## Begin

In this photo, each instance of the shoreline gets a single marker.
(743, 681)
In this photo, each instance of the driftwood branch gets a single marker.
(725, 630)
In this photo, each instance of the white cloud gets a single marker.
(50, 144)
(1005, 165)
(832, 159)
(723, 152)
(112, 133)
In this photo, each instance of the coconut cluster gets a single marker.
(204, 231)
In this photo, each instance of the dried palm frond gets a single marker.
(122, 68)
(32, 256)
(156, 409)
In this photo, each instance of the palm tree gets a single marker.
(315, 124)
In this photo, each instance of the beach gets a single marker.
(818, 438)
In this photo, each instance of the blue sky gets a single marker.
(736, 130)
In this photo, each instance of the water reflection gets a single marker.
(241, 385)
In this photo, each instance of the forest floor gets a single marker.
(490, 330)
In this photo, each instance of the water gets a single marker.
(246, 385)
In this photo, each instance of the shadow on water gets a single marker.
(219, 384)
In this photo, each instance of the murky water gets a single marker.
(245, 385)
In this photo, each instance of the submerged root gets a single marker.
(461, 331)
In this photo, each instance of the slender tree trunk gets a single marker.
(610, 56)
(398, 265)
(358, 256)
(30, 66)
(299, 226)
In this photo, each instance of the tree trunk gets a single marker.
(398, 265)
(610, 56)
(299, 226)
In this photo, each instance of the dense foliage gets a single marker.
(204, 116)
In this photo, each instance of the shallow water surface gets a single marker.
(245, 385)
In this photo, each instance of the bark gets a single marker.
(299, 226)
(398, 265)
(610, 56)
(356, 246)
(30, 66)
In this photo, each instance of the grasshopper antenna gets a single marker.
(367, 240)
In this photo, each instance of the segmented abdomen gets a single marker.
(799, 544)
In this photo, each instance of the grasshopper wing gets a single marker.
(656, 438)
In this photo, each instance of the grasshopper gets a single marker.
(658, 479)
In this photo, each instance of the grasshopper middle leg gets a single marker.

## End

→ Aim
Rewrite all of the records above, putting "single point" wherever "single marker" appears and leaving every other word unchanged.

→ Full output
In this photo, each instance of the shoreline gets a single point.
(743, 681)
In this photo, each instance of the driftwood branch gets a single point.
(725, 630)
In this photo, each instance of the white cloud gets a single point.
(50, 144)
(1005, 165)
(832, 159)
(723, 152)
(112, 133)
In this photo, each instance of the coconut cluster gets a single point.
(204, 231)
In this photo, each instance of the dried palm frond gets a single point.
(122, 68)
(32, 256)
(156, 409)
In this photo, each instance of the palm tree gets a single point.
(315, 124)
In this photo, each instance of the beach gets a single point.
(818, 438)
In this photo, each instance of the blue sky gets a single point.
(736, 130)
In this photo, each instance of the water reflection gets a single point.
(241, 385)
In this photo, each instance of the forest floor gets a single point.
(490, 330)
In this photo, each instance of the water gets a single point.
(246, 385)
In this photo, each instance of the shadow on water gets a single point.
(219, 384)
In this photo, each instance of the murky water gets a single point.
(245, 385)
In this photo, each instance of the submerged root gets a single point.
(461, 331)
In this photo, each instance of the slender tree trunk gets a single point.
(610, 56)
(398, 265)
(358, 256)
(30, 66)
(299, 226)
In this photo, each instance of the tree trunk gets a single point.
(398, 265)
(610, 56)
(299, 226)
In this photo, each instance of the dense foliage gets a single point.
(204, 116)
In this photo, each instance of the shallow water surface gets a single point.
(245, 385)
In this photo, each instance of the bark gets a single point.
(299, 226)
(398, 265)
(610, 56)
(356, 246)
(30, 66)
In this photo, each instance of the grasshopper antenna gets a single point.
(367, 240)
In this photo, each instance of the segmented abdomen gets a single point.
(799, 544)
In this photo, each instance of the grasshopper wing gets a single point.
(656, 438)
In this photo, each instance of the grasshopper gets a single point.
(658, 479)
In this photo, each instance of the grasshopper middle leg gets a single point.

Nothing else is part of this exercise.